Top of Excerpted passage

The basic principle of eminent domain is that the common good can take precedence over private interests. This is hard to object to – unless, I guess, you own blighted property and want to hold on to it. But even then, you’d receive fair compensation. So who loses?

Sure, area property owners may want to take another spin on the real estate roulette wheel, hoping to hit another jackpot. But they’re already benefiting greatly from public funds and attention to the area—from light rail to rezoning, and beyond. The rest of us deserve something in return: to help make sure there’s room for everyone in Southeast Seattle.

A community renewal agency with eminent domain powers is one of the few tools available with the teeth to give the public a real voice in the process, as equals with private developers and property owners. And I suspect that this is at the heart of the objections to the plan.


My domain is more eminent than yours

November 20, 2006

The P-I on Sunday takes a strong and strongly misguided position on those use of eminent domain for community renewal. No two ways about this:

But the city’s role must be limited. Forget using the power of eminent domain to acquire, assemble and sell properties for redevelopment.

Why such strong objections to the use of eminent domain? There’s nothing more American than property rights, I guess.


“No one should be denied access to the medications they need”

November 17, 2006

In the P-I today, in an article about the expansion of Wal-Mart’s $4 generic prescription program to Washington State.

“No one should be denied access to the medications they need, and this program is a big step in moving our customers and communities toward access to affordable medicines,” Wal-Mart Chief Executive Lee Scott said in a statement.

Bottom of Excerpted passage
Top of Data supplied

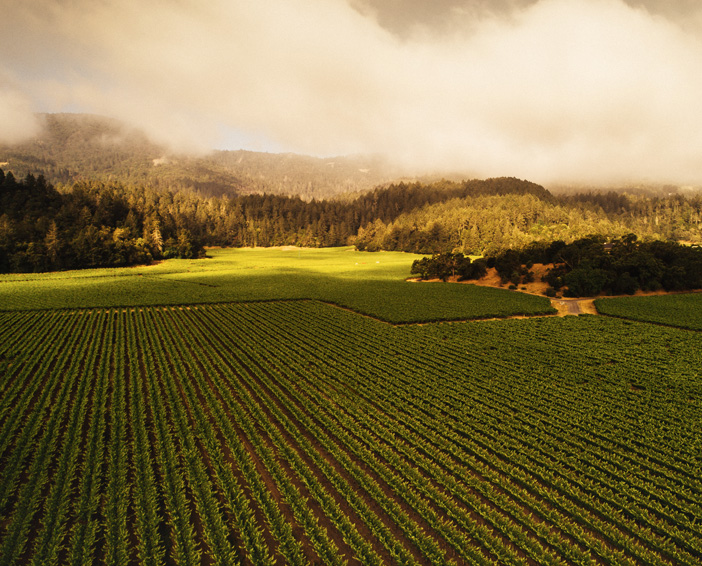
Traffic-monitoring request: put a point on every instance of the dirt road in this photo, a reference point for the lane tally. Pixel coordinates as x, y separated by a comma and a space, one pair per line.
574, 306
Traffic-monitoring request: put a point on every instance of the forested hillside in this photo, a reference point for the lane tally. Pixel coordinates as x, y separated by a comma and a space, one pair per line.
91, 224
82, 147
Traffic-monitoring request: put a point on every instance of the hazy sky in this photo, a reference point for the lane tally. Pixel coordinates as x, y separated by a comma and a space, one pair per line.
549, 90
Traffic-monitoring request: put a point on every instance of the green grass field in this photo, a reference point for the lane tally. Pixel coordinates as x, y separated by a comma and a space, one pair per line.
370, 283
683, 310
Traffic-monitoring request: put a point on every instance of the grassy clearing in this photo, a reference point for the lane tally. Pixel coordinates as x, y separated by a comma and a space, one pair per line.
371, 283
682, 310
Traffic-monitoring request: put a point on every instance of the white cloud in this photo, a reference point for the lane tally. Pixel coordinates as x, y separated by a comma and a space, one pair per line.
559, 90
17, 121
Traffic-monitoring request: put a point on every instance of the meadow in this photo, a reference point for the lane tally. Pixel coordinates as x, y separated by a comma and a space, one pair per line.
279, 429
370, 283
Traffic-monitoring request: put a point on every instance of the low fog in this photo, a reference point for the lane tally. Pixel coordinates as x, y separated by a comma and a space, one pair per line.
588, 91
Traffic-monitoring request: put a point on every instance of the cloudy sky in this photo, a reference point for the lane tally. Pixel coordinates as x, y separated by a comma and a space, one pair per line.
549, 90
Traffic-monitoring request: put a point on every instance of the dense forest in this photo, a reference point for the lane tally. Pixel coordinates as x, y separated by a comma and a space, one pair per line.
91, 223
583, 268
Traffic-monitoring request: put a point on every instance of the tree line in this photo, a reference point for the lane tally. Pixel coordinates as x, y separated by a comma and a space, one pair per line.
584, 268
91, 224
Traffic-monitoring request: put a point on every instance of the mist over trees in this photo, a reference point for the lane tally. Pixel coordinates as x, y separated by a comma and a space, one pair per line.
91, 223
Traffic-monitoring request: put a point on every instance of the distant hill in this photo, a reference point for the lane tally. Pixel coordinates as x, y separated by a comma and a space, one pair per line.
74, 147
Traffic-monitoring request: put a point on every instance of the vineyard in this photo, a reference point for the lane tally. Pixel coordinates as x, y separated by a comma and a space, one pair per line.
370, 283
294, 432
682, 310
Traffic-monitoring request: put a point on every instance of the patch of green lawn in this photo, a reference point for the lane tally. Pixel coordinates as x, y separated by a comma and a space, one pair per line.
371, 283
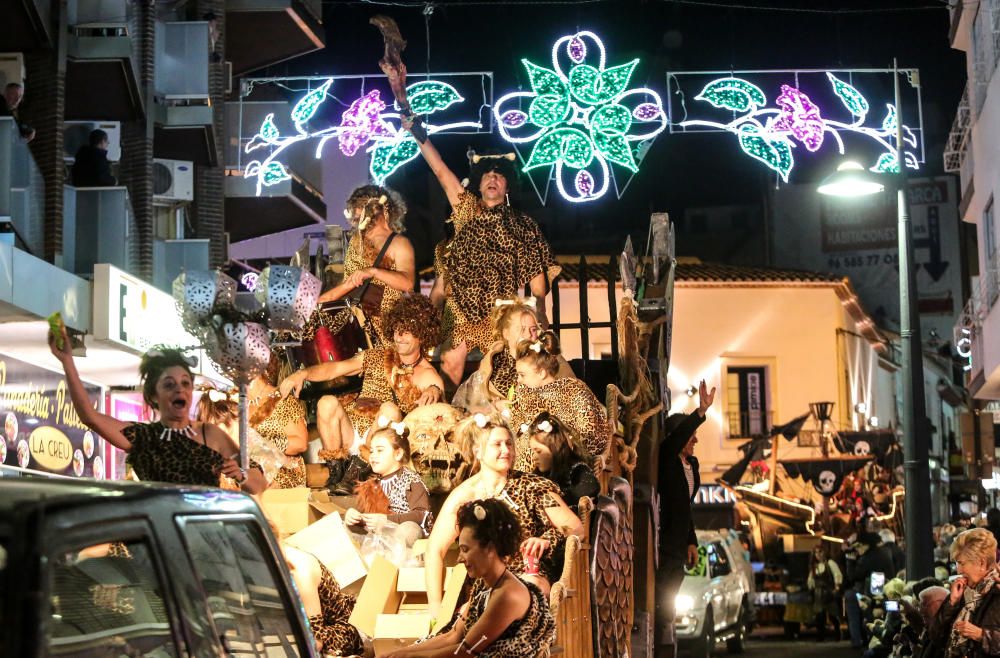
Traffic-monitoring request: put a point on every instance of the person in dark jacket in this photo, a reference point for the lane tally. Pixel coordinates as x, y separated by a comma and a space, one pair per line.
678, 480
90, 166
968, 622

Bottom of Data supplied

Instructions:
1 – According to the blog excerpt, what is the basic principle of eminent domain?
2 – Repeat the blog excerpt word for word, starting at "November 20, 2006" and ending at "rights, I guess.".

Task responses:
1 – The common good can take precedence over private interests.

2 –
November 20, 2006

The P-I on Sunday takes a strong and strongly misguided position on those use of eminent domain for community renewal. No two ways about this:

But the city’s role must be limited. Forget using the power of eminent domain to acquire, assemble and sell properties for redevelopment.

Why such strong objections to the use of eminent domain? There’s nothing more American than property rights, I guess.